== Provided records ==

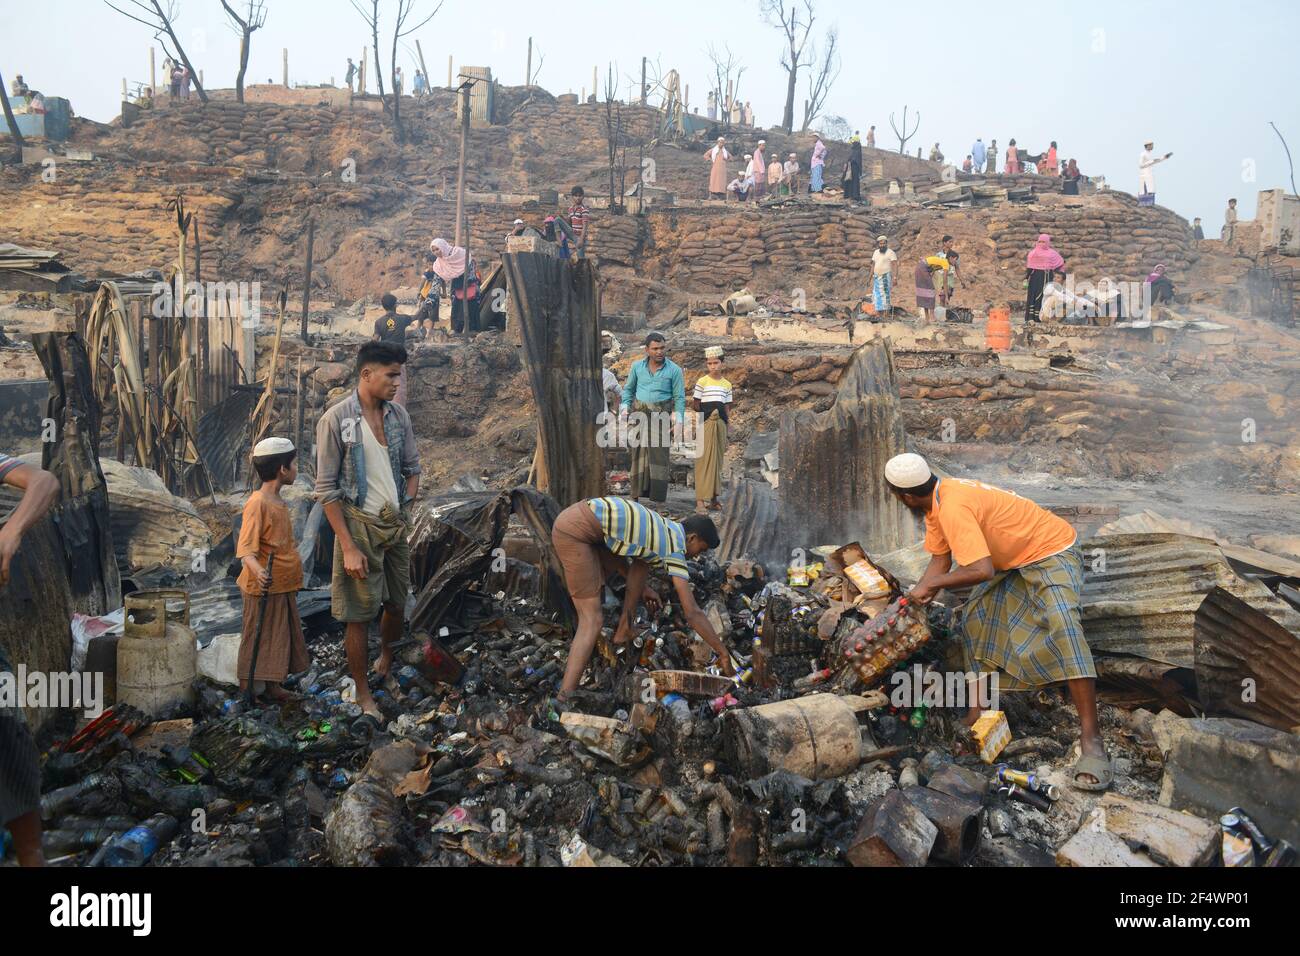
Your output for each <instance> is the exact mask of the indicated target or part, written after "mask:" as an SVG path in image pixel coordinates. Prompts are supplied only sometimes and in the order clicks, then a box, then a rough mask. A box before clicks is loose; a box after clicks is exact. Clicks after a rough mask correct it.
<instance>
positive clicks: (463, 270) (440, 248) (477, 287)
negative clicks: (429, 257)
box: [429, 238, 480, 333]
mask: <svg viewBox="0 0 1300 956" xmlns="http://www.w3.org/2000/svg"><path fill="white" fill-rule="evenodd" d="M429 252H430V254H432V255H433V272H434V274H435V276H437V277H438V278H441V280H442V281H443V282H446V284H447V289H450V290H451V330H452V332H458V333H459V332H460V330H461V329H463V328H464V326H465V302H467V300H468V303H469V330H471V332H478V328H480V326H478V271H477V268H476V267H474V260H473V259H472V258H469V254H468V252H465V248H464V246H452V245H451V243H450V242H447V241H446V239H441V238H439V239H434V241H433V242H430V243H429Z"/></svg>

===

_Task prompt_.
Search the data for the string "instance" and copy every line where it appears.

_Exercise response_.
Your output for each <instance> is the exact mask of the indicated target or part, written after "mask:" as an SVG path in image pixel coordinates. Prompts are supplied only sometimes and in the order clicks, then a box, then a rough mask. A box before clicks is loose; a box after clicks is exact. Clicks after a rough mask correct it.
<instance>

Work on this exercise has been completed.